(Beginning of SOURCE DATA)

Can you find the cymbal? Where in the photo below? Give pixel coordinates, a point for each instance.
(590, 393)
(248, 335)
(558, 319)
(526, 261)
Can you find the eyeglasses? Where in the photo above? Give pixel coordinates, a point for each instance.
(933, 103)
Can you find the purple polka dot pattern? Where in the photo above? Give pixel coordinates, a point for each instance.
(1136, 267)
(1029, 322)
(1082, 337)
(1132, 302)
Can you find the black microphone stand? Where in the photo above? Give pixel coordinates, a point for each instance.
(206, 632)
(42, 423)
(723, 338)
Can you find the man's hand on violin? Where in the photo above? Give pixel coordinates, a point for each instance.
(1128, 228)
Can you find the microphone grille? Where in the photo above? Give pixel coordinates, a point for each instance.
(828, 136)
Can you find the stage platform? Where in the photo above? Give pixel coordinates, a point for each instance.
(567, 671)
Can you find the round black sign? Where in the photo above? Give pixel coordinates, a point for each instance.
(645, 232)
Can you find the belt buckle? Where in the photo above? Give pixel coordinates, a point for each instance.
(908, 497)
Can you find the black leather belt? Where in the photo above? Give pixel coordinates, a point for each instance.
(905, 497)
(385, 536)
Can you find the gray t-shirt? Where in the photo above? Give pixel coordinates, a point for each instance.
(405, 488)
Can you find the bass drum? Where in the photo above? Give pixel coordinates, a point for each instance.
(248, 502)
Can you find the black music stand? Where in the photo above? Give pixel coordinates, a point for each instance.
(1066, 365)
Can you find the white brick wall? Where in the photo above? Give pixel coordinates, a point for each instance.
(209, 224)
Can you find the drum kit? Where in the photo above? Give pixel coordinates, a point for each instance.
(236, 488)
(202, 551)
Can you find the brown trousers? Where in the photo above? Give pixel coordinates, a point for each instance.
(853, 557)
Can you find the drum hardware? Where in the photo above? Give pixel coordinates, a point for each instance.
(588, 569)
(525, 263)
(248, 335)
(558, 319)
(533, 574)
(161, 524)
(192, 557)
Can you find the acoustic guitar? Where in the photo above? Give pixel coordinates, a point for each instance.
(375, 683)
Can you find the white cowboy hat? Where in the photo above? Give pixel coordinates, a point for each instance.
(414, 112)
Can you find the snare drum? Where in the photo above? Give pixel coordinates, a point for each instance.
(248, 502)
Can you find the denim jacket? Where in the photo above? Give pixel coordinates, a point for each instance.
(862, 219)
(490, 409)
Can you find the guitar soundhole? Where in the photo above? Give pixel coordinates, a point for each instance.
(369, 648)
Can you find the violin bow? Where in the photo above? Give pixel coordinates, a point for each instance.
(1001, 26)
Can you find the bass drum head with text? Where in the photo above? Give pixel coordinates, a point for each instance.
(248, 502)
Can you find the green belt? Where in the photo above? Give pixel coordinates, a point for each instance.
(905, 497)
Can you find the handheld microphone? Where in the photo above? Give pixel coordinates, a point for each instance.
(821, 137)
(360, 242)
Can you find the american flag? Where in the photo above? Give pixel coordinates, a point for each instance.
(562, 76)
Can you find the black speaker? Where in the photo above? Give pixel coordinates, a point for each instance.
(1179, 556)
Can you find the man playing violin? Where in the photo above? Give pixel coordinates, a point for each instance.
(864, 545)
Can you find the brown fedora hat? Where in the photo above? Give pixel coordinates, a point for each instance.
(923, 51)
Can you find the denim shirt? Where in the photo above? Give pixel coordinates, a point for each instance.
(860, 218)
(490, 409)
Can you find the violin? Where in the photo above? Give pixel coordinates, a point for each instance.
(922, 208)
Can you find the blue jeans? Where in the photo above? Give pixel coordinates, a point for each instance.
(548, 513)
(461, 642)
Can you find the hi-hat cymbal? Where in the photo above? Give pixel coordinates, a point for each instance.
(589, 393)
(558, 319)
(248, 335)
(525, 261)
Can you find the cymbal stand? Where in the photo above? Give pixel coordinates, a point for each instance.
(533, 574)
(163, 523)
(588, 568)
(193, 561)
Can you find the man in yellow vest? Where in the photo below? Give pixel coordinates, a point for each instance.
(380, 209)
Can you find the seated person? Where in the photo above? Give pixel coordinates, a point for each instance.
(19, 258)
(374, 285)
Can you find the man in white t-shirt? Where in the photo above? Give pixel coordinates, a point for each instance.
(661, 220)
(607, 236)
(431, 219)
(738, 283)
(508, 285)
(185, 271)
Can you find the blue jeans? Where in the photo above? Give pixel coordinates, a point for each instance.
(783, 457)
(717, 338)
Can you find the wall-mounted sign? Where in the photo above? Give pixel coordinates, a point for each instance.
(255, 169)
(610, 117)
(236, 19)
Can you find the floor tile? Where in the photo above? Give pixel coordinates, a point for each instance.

(End of SOURCE DATA)

WORK TO BE COMPLETED:
All of the entries above must be transcribed exactly.

OUTPUT BELOW:
Can you find the cymbal? Where in the photo below? Give pixel coordinates, a point for each instance.
(590, 393)
(248, 335)
(558, 319)
(526, 261)
Can you find the eyeglasses? Where in the photo above? Give pixel coordinates, a point for each instance.
(933, 103)
Can you find the purple polka dot pattern? Where in the photo above? Give pixel coordinates, a point for each instance.
(1136, 267)
(1029, 322)
(1082, 337)
(1132, 302)
Can you find the black microphone stand? Where in the photo above? Give pixel coordinates, a point for each instance.
(206, 632)
(42, 423)
(723, 338)
Can you find the man's hand on violin? Where in the photo above? Give pixel coordinates, a point for each instance.
(1128, 228)
Can you find the microphone grille? Where in the photo above? Give pixel coordinates, a point for each instance.
(828, 136)
Can you find the stage platform? Where in the photo above? Give pixel coordinates, a point for each instance.
(567, 671)
Can you find the round black sign? Where in the photo above? Give pixel coordinates, a point for each instance.
(645, 232)
Can you find the belt buckle? Where in the photo above? Give pixel coordinates, a point for each instance.
(908, 497)
Can you find the black leather belt? Where in the photo above? Give pixel coordinates, a point for each instance.
(905, 497)
(385, 536)
Can you find the gray t-shirt? Where in the photo above? Give pixel coordinates, a point for each instance.
(405, 488)
Can you find the bass drum? Where in the photo above? Give pixel coordinates, a point for each instance.
(248, 502)
Can you find the black music stand? Where in the photo above? Give pixel coordinates, a point for each instance.
(1066, 365)
Can you find the white brick wall? Where in the photo above? Give pixel coordinates, a point for each instance.
(209, 224)
Can you find the drum kit? Where in the photo above? Give pixel coordinates, a point for each instance.
(236, 488)
(202, 551)
Can you find the brown trousers? Where in the photo above? Give pixel coordinates, a point for each instance.
(853, 557)
Can you find the drum hardware? Where in the photo above? Give pixel coordinates, a point for each instance.
(588, 569)
(525, 263)
(248, 335)
(558, 319)
(533, 574)
(161, 524)
(192, 557)
Can you find the acoustic guitar? Where in the photo above? Give pixel coordinates, a point for each instance.
(375, 683)
Can you find the white cowboy hat? Where in the photo above? Give pixel coordinates, a point for each instance.
(414, 112)
Can you find the snare drum? Where in the photo above? Give pixel coordinates, a point for each instance.
(248, 502)
Can you find the denim jacket? Where in the photo above? Give pixel coordinates, a point for each instance.
(862, 219)
(490, 409)
Can you find the guitar soundhole? Where in the photo above? Give pixel coordinates, a point for each instance.
(369, 648)
Can you find the violin bow? Where in the photo above? Give pixel coordinates, a point for each instance.
(1001, 26)
Can you find the bass drum head with text? Where in the photo above? Give pixel coordinates, a point for each instance.
(248, 502)
Can you find the green belt? Where in the photo above? Give pixel coordinates, a point for each instance.
(905, 497)
Can you find the handheld microphone? Where in the photo above? Give pixel coordinates, a point for each instance.
(821, 137)
(360, 242)
Can you find the american flag? Where in the photo above? Give pixel coordinates, a point for each instance.
(562, 76)
Can you find the black speaker? Where in the photo above? Give pixel coordinates, a point for each instance.
(1179, 556)
Can you find the man playing violin? Where in the photo above? Give pixel coordinates, a point for each instance.
(864, 545)
Can you find the brown fedora hat? Where in the photo above? Give pixel coordinates, a point for each instance.
(923, 51)
Can you find the denim shirt? Where in the photo above? Give pixel coordinates, a point for each instance.
(860, 218)
(490, 409)
Can you find the violin? Where in the photo above? Give pixel coordinates, a point for each instance.
(922, 208)
Can you find the blue jeans? Where in the photo above? Give pixel coordinates, a point for each instance.
(548, 513)
(461, 642)
Can you find the hi-hat cymbal? Where in the photo above? Give pixel coordinates, a point for each instance.
(589, 393)
(558, 319)
(248, 335)
(525, 261)
Can you find the cymbal stand? Where in the photo above? Give pixel coordinates, a point for each instance.
(533, 574)
(163, 523)
(588, 568)
(193, 561)
Can you find the man in yellow vest? Where in the photo below? Give pixel coordinates, a point for each instance.
(380, 209)
Can you find the seated person? Where in the photo above? Give pixel coordinates, a point for each instance.
(19, 258)
(374, 285)
Can you find the man in white t-shirt? Where in the photo above? Give pixel coordinates, a point for each instance.
(661, 220)
(607, 236)
(431, 219)
(738, 283)
(508, 285)
(185, 271)
Can you find the blue jeans? Where in the photo above? Give pixel coordinates, a point for each instance.
(783, 457)
(717, 338)
Can you find the wall-mounted sign? Where in the photo above? Give pixel coordinates, a point for each instance.
(255, 169)
(610, 117)
(236, 19)
Can you find the floor tile? Where in the photo above? Give pixel coordinates, a point for each instance.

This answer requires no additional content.